* To be done: Copy out the compact tractor discussion below word for word, with nothing changed or left out.

Compact tractors - what's the latest?

We have a mid 70s Ford 4000 that has been a great tractor for us. I believe it’s 65hp which is more than we need, but it was a great buy 15 years ago and has done well.

I mow the pasture - currently have a 5’ bush hog and do NOT want to go smaller as I don’t want to take longer to mow

I drag the ring - currently it’s a metal drag with teeth, and I have to flip it teeth down to drag, then flip teeth up to smooth, and I’d really like to get a different drag so 1) I don’t have to do that and 2) I can get into corners and 3) I don’t drag grass/gravel into the ring and footing out (ie I’d like to lift it, at least on wheels). I also use it teeth down to drag the pasture, and that would remain a necessity. It’s about 200lb.

Hubby would like something that can also mow the majority of our hard and fence line. He loves the idea of a model you can drive on top of the mower and attach to the belly. I don’t personally want that as I couldn’t mow the corners of the pasture, but if the tractor can also pull the bush hog then it doesn’t matter.

A FEL attachment would be a lovely bonus.

I don’t even know what category of tractor this fits in. Compact? I assume maybe not sub-compact?

What else do I need to consider?

I’m not sure what category it’s in, but I do all of that with our 35hp Kubota tractor with a front-end loader. (The FEL is not an attachment I can swap out like the brush hog and drag, it is permanent.)

We had a smaller one with a belly mower, but again that was permanently attached. We traded that tractor for a zero-turn mower. We’re happy with that combination.

Other things to consider… if you can, get a tractor with a hydrostatic transmission. The clutch pedal kills my left knee.

The rule of thumb for bush hogs is 5 hp for every foot of width, iirc. So that gives you a place to start.

I’d consider who the most responsive dealer in your area is for service. It sucks when the service center you need is crappy. And if you get a newish tractor, you’ll probably want it serviced by the dealer.

We’ve got a JD 2320 and it does everything you want–drive on belly mower, easy change FEL, bush hog, arena drag–but isn’t quite the 25 HP for your bush hog. We run a 4’ with it. The next size up in the series would cover you just fine.

* Recorded information:
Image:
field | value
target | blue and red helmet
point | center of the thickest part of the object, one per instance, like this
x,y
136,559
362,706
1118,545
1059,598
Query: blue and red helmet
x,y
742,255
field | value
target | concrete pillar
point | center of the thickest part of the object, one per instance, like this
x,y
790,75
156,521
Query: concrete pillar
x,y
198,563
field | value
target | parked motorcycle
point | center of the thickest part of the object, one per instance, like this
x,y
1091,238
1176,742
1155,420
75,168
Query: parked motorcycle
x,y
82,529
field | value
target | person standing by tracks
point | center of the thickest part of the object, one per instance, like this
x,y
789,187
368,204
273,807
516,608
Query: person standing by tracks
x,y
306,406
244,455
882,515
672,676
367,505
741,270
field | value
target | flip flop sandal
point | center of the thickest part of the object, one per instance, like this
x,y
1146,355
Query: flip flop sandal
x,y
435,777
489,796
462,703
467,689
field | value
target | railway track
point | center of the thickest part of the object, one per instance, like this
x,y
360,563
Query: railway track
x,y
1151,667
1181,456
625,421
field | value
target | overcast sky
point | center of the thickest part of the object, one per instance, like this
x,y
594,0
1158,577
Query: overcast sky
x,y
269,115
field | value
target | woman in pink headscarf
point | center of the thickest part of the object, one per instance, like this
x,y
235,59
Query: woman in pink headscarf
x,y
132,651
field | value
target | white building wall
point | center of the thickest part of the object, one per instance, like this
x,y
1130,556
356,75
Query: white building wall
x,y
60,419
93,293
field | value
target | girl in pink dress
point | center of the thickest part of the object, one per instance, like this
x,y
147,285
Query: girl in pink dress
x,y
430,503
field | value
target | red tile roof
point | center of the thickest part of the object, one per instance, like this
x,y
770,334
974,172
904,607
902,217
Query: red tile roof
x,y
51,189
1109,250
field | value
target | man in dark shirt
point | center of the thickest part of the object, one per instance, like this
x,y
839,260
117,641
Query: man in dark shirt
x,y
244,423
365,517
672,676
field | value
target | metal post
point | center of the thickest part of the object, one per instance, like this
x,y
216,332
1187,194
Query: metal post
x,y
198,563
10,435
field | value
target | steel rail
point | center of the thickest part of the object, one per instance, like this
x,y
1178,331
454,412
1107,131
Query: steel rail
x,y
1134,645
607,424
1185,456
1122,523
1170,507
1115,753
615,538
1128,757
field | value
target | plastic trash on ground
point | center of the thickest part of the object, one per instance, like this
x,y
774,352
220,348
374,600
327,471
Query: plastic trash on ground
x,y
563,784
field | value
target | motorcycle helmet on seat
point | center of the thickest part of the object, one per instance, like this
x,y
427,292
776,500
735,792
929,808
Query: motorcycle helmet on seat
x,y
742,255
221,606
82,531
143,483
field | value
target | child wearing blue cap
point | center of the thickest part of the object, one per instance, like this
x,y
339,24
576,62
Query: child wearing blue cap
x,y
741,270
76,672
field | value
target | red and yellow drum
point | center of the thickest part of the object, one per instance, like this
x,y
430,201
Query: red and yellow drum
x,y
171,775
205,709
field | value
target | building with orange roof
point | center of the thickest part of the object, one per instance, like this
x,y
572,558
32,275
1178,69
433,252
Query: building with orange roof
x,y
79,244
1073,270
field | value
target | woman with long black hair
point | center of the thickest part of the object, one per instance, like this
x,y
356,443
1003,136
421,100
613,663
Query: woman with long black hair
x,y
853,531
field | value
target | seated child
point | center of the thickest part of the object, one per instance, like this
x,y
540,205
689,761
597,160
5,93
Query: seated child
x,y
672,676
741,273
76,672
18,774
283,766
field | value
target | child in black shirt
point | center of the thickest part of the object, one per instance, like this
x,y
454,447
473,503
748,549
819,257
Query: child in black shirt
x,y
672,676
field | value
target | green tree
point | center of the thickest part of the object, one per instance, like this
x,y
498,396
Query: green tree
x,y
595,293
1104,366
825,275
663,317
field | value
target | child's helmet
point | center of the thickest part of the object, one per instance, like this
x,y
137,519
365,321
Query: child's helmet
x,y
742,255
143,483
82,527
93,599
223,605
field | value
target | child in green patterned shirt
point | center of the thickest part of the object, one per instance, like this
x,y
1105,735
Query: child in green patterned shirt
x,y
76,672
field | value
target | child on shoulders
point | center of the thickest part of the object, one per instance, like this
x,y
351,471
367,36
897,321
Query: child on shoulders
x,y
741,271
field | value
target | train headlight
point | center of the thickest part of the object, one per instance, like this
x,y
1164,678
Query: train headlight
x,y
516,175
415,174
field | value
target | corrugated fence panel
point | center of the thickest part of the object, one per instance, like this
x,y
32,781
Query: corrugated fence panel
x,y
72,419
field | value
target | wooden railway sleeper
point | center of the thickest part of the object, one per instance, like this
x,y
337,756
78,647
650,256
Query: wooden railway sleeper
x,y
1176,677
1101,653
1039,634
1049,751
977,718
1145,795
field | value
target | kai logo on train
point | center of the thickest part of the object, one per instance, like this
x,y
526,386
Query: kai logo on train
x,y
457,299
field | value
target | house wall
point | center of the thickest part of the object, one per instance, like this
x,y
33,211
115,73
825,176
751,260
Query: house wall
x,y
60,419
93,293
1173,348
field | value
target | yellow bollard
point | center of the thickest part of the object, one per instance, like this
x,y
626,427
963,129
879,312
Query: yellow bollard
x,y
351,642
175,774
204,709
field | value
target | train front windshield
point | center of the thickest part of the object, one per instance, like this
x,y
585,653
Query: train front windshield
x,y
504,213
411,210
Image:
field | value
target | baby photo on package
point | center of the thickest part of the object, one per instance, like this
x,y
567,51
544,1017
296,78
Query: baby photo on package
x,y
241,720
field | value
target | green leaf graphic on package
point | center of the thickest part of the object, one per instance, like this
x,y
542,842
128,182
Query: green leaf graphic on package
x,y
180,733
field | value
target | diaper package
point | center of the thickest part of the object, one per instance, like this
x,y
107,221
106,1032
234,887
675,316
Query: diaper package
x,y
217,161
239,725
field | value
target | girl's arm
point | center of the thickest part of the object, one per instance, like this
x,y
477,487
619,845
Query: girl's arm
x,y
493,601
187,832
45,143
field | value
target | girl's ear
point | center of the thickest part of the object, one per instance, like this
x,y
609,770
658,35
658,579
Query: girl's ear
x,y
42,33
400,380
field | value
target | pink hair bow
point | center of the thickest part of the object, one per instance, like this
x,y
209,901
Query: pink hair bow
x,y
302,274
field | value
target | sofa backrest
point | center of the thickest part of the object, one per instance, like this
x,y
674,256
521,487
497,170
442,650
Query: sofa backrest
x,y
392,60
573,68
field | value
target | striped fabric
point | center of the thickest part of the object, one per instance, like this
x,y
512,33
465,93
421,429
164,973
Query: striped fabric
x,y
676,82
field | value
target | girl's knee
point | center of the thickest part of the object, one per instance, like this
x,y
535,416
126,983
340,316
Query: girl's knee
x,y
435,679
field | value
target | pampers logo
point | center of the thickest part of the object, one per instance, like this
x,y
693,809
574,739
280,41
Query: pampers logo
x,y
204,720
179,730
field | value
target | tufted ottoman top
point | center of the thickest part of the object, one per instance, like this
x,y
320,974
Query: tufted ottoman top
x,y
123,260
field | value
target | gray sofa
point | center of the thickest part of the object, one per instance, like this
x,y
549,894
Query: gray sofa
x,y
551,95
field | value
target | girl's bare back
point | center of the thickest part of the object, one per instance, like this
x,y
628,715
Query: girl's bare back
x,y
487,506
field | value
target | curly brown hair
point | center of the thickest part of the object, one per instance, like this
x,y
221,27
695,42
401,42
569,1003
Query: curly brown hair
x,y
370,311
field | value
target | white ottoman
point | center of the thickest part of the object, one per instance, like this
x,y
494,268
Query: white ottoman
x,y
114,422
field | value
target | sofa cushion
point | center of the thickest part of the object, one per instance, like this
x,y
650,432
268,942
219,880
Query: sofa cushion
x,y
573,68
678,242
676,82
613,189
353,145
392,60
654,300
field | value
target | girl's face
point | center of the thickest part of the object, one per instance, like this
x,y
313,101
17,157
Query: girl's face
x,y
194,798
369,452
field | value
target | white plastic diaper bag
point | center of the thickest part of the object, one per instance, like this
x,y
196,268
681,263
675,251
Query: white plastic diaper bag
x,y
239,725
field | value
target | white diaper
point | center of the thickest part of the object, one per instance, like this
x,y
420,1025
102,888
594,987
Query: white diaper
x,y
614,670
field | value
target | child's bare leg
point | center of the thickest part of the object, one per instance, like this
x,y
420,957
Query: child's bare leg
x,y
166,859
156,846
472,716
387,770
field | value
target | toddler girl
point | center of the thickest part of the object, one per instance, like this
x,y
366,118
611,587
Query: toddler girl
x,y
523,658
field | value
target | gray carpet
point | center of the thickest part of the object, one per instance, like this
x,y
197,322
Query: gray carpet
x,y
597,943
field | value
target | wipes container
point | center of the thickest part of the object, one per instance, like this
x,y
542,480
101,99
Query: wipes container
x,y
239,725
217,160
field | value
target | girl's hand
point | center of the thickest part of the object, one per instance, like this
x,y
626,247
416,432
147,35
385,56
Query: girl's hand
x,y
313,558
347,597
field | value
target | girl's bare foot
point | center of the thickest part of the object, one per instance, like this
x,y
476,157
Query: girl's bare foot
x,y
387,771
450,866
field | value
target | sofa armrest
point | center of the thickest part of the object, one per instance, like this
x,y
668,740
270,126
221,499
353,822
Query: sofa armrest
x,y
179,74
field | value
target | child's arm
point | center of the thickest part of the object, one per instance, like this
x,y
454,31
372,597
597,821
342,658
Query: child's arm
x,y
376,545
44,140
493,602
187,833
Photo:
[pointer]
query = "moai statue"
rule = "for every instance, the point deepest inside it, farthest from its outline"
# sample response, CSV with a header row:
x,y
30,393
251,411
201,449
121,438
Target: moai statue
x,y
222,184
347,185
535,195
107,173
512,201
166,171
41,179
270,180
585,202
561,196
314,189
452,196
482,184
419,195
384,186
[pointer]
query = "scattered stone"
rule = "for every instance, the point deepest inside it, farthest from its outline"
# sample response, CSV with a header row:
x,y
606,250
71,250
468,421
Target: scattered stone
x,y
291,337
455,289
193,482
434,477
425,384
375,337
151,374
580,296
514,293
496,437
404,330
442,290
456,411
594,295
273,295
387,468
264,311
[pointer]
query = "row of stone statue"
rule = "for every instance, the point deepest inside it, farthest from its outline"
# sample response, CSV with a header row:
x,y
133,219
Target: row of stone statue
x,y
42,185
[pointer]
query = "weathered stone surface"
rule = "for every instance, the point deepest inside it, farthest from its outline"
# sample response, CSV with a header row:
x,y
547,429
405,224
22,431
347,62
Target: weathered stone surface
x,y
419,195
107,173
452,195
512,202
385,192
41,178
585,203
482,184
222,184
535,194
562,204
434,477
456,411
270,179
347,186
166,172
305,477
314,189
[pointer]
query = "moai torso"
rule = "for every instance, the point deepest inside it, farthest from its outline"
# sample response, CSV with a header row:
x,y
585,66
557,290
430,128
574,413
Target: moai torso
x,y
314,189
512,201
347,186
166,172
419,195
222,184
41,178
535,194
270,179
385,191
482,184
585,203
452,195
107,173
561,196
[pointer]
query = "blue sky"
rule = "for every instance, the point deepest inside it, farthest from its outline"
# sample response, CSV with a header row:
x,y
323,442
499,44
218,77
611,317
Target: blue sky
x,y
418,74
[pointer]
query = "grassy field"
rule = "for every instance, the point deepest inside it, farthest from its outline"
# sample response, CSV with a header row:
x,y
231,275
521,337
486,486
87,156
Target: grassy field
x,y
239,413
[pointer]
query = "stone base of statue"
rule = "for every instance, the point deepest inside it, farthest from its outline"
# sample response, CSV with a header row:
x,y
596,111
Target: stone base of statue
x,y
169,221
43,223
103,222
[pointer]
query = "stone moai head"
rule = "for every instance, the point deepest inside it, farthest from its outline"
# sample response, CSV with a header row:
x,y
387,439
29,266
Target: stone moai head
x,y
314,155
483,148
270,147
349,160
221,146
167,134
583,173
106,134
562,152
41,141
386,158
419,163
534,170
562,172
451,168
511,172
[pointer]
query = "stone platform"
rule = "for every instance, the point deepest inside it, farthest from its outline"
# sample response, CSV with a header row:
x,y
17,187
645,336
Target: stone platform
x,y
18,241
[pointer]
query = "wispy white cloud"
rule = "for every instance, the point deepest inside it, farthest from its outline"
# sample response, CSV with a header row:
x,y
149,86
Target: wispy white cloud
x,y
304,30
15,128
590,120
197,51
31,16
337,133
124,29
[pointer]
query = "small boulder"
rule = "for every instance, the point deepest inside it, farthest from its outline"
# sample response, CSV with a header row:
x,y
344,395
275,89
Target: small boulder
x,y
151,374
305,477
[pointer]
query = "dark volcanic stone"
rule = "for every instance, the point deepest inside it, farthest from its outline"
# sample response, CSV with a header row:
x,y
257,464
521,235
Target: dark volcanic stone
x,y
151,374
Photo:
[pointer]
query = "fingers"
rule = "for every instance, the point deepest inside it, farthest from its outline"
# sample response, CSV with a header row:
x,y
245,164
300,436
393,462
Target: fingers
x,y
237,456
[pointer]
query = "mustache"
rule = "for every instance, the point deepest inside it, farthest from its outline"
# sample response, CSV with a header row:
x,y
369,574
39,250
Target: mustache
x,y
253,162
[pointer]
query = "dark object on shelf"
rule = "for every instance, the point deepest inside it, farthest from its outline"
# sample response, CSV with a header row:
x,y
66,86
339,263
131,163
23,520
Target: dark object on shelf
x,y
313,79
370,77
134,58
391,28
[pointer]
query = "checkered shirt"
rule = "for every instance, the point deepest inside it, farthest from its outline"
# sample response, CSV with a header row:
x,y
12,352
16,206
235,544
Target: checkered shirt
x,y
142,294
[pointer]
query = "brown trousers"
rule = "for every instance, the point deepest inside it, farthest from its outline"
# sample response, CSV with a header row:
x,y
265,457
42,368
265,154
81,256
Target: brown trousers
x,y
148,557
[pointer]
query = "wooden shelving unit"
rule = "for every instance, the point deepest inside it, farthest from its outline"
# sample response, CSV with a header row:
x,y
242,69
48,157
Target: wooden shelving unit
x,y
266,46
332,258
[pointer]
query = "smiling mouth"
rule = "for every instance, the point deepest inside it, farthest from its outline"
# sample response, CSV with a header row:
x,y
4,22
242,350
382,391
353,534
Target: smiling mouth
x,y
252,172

* Expected answer:
Compact tractors - what's the latest?

We have a mid 70s Ford 4000 that has been a great tractor for us. I believe it’s 65hp which is more than we need, but it was a great buy 15 years ago and has done well.

I mow the pasture - currently have a 5’ bush hog and do NOT want to go smaller as I don’t want to take longer to mow

I drag the ring - currently it’s a metal drag with teeth, and I have to flip it teeth down to drag, then flip teeth up to smooth, and I’d really like to get a different drag so 1) I don’t have to do that and 2) I can get into corners and 3) I don’t drag grass/gravel into the ring and footing out (ie I’d like to lift it, at least on wheels). I also use it teeth down to drag the pasture, and that would remain a necessity. It’s about 200lb.

Hubby would like something that can also mow the majority of our hard and fence line. He loves the idea of a model you can drive on top of the mower and attach to the belly. I don’t personally want that as I couldn’t mow the corners of the pasture, but if the tractor can also pull the bush hog then it doesn’t matter.

A FEL attachment would be a lovely bonus.

I don’t even know what category of tractor this fits in. Compact? I assume maybe not sub-compact?

What else do I need to consider?

I’m not sure what category it’s in, but I do all of that with our 35hp Kubota tractor with a front-end loader. (The FEL is not an attachment I can swap out like the brush hog and drag, it is permanent.)

We had a smaller one with a belly mower, but again that was permanently attached. We traded that tractor for a zero-turn mower. We’re happy with that combination.

Other things to consider… if you can, get a tractor with a hydrostatic transmission. The clutch pedal kills my left knee.

The rule of thumb for bush hogs is 5 hp for every foot of width, iirc. So that gives you a place to start.

I’d consider who the most responsive dealer in your area is for service. It sucks when the service center you need is crappy. And if you get a newish tractor, you’ll probably want it serviced by the dealer.

We’ve got a JD 2320 and it does everything you want–drive on belly mower, easy change FEL, bush hog, arena drag–but isn’t quite the 25 HP for your bush hog. We run a 4’ with it. The next size up in the series would cover you just fine.